- _GOAL_: Copy the material from the line containing "Point out the glass stem" down through the line containing "x=274 y=298", renaming "glass" to "goblet" and leaving everything else unchanged.

☆ ☆ ☆ ☆

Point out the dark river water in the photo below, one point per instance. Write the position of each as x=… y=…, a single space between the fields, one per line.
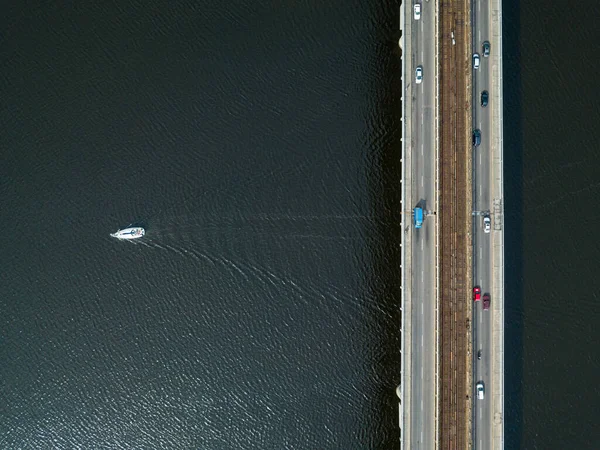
x=259 y=145
x=552 y=175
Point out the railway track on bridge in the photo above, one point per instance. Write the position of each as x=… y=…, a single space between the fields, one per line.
x=454 y=221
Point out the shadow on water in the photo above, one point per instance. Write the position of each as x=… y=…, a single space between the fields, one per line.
x=513 y=227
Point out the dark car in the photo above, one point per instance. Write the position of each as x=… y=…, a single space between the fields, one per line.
x=484 y=98
x=486 y=49
x=476 y=138
x=486 y=302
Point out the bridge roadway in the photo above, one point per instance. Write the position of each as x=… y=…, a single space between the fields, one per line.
x=488 y=247
x=439 y=368
x=420 y=176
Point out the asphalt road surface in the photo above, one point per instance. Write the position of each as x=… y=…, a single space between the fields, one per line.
x=423 y=276
x=482 y=258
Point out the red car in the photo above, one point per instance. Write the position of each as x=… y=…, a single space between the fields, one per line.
x=486 y=301
x=476 y=293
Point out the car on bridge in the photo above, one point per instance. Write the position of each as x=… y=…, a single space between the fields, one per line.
x=487 y=224
x=476 y=138
x=417 y=11
x=419 y=75
x=486 y=49
x=485 y=96
x=480 y=390
x=486 y=302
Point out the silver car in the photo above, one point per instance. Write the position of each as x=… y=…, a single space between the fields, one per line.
x=487 y=224
x=419 y=75
x=480 y=390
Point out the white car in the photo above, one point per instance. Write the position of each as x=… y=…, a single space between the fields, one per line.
x=419 y=75
x=480 y=390
x=487 y=224
x=417 y=11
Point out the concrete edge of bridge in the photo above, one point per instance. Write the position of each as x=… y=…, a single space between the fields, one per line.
x=498 y=237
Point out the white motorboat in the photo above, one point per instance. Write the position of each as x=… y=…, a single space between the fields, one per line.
x=129 y=233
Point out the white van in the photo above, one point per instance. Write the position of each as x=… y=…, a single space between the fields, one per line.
x=480 y=390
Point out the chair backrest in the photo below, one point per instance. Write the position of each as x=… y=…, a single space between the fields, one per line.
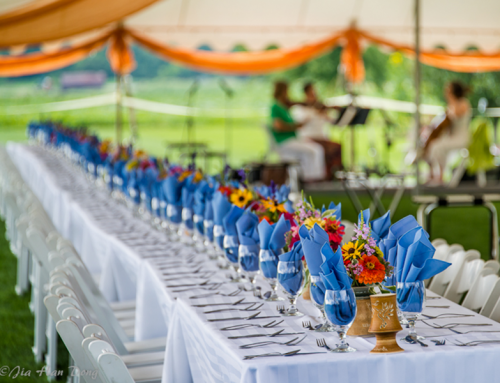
x=440 y=282
x=465 y=278
x=493 y=265
x=110 y=365
x=491 y=301
x=480 y=291
x=72 y=339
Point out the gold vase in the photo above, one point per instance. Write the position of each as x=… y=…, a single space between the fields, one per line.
x=385 y=323
x=363 y=318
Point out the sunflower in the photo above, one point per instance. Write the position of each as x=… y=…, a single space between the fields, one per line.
x=352 y=250
x=373 y=270
x=241 y=197
x=309 y=222
x=273 y=206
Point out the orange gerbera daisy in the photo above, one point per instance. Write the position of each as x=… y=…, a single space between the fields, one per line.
x=373 y=270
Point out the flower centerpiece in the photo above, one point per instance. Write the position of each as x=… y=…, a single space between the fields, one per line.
x=366 y=266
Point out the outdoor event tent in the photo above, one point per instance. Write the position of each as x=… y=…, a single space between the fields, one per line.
x=69 y=30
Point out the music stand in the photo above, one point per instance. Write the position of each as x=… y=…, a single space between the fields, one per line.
x=352 y=116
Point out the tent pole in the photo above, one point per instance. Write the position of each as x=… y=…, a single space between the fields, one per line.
x=119 y=109
x=417 y=85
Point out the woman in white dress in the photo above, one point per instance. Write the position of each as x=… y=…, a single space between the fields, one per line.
x=456 y=137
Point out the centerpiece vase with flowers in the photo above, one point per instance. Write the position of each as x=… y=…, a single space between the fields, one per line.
x=365 y=264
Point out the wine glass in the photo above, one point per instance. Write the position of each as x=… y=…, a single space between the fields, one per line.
x=318 y=292
x=268 y=262
x=291 y=277
x=340 y=309
x=411 y=301
x=248 y=257
x=231 y=245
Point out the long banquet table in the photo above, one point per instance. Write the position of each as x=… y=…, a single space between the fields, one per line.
x=132 y=259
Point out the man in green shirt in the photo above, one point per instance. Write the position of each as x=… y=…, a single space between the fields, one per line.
x=290 y=147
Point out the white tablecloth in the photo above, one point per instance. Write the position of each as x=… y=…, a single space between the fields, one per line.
x=133 y=257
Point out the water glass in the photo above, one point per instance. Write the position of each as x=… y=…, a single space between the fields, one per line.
x=291 y=278
x=411 y=301
x=268 y=262
x=340 y=309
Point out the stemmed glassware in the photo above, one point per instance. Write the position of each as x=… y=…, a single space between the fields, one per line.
x=248 y=258
x=291 y=277
x=411 y=301
x=268 y=262
x=320 y=305
x=340 y=309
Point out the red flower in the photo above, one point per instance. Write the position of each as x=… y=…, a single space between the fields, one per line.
x=225 y=190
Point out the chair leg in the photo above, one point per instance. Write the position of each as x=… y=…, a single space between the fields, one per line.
x=40 y=314
x=22 y=271
x=51 y=357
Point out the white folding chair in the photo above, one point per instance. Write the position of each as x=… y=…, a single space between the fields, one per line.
x=464 y=280
x=440 y=282
x=480 y=290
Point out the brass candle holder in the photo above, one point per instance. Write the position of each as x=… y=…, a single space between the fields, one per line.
x=385 y=323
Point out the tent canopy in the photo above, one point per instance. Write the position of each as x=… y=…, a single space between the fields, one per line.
x=257 y=24
x=302 y=29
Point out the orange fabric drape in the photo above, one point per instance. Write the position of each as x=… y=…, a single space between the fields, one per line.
x=238 y=62
x=351 y=57
x=51 y=20
x=39 y=62
x=458 y=62
x=120 y=56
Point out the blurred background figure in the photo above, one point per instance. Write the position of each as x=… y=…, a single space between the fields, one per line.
x=290 y=146
x=451 y=132
x=314 y=114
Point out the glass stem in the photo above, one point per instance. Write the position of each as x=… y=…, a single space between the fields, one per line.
x=292 y=299
x=274 y=288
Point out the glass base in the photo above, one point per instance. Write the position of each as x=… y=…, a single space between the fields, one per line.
x=292 y=314
x=343 y=349
x=325 y=328
x=274 y=298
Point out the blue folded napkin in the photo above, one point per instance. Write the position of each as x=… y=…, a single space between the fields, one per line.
x=335 y=210
x=231 y=242
x=333 y=272
x=341 y=308
x=312 y=241
x=172 y=188
x=388 y=245
x=290 y=270
x=379 y=227
x=415 y=264
x=187 y=199
x=414 y=257
x=202 y=196
x=272 y=241
x=249 y=241
x=221 y=207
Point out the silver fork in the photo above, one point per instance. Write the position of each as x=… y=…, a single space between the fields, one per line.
x=446 y=315
x=221 y=304
x=249 y=308
x=232 y=294
x=246 y=325
x=322 y=343
x=291 y=342
x=254 y=316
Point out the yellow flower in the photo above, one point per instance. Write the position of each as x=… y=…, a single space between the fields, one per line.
x=273 y=206
x=132 y=164
x=185 y=174
x=241 y=197
x=352 y=250
x=197 y=177
x=309 y=222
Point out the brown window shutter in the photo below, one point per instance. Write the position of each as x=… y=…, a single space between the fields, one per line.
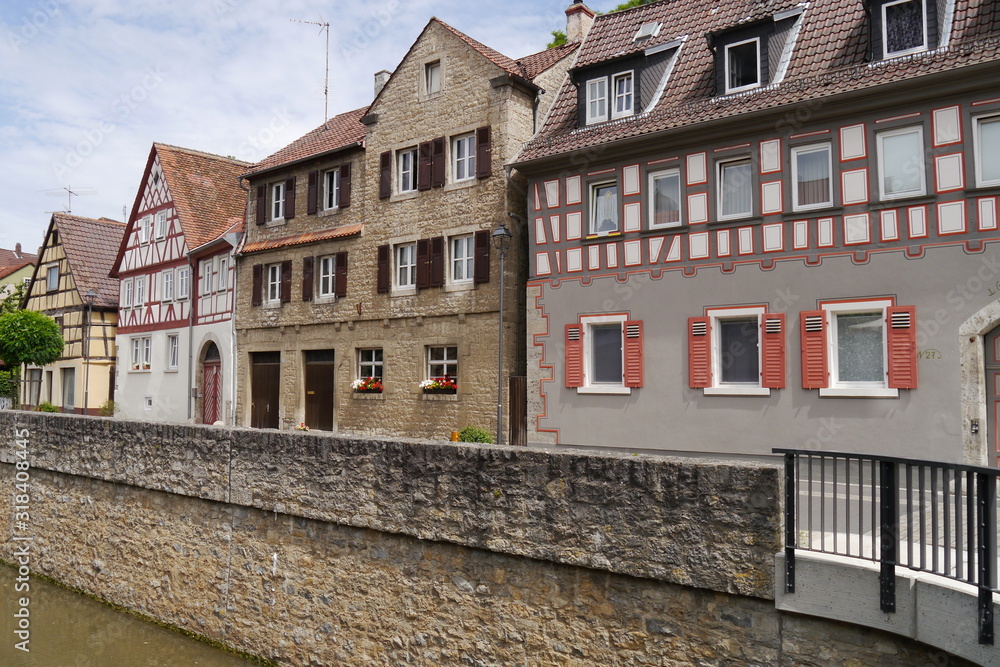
x=484 y=153
x=574 y=355
x=437 y=154
x=481 y=265
x=307 y=278
x=699 y=352
x=425 y=164
x=901 y=339
x=384 y=266
x=423 y=263
x=812 y=331
x=772 y=350
x=633 y=353
x=312 y=198
x=341 y=279
x=257 y=295
x=289 y=199
x=286 y=281
x=385 y=175
x=345 y=187
x=261 y=204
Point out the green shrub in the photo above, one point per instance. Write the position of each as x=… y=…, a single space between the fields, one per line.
x=475 y=434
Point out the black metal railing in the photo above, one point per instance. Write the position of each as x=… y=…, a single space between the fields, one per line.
x=927 y=516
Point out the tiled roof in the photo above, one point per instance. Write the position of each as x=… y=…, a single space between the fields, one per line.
x=828 y=59
x=341 y=131
x=205 y=190
x=301 y=239
x=91 y=247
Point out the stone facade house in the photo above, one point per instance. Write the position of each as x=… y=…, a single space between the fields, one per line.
x=176 y=270
x=70 y=283
x=368 y=251
x=771 y=225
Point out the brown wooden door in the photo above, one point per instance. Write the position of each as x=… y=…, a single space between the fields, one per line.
x=265 y=384
x=320 y=373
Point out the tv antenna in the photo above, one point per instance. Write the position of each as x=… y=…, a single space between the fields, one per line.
x=325 y=26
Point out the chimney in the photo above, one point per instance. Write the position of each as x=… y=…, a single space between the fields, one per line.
x=579 y=18
x=380 y=79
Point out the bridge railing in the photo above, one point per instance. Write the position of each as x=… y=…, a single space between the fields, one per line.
x=927 y=516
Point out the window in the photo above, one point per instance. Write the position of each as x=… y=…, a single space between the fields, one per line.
x=743 y=65
x=408 y=170
x=432 y=77
x=904 y=27
x=463 y=258
x=173 y=351
x=665 y=198
x=603 y=208
x=811 y=168
x=463 y=151
x=735 y=189
x=442 y=362
x=901 y=163
x=370 y=363
x=331 y=189
x=624 y=100
x=406 y=265
x=987 y=139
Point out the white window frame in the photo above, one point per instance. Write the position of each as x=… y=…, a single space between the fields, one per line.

☆ ☆ ☆ ☆

- _RESPONSE TO THE EXERCISE_:
Point out the goblet stem in the photo above, one point per instance. Write the position of each as x=… y=…, a single space between the fields, one per line.
x=292 y=299
x=274 y=288
Point out the goblet base in the photo above, one point per instance. Write the position of each as x=… y=…, a single space between the fields, one per line.
x=292 y=314
x=343 y=349
x=325 y=328
x=274 y=298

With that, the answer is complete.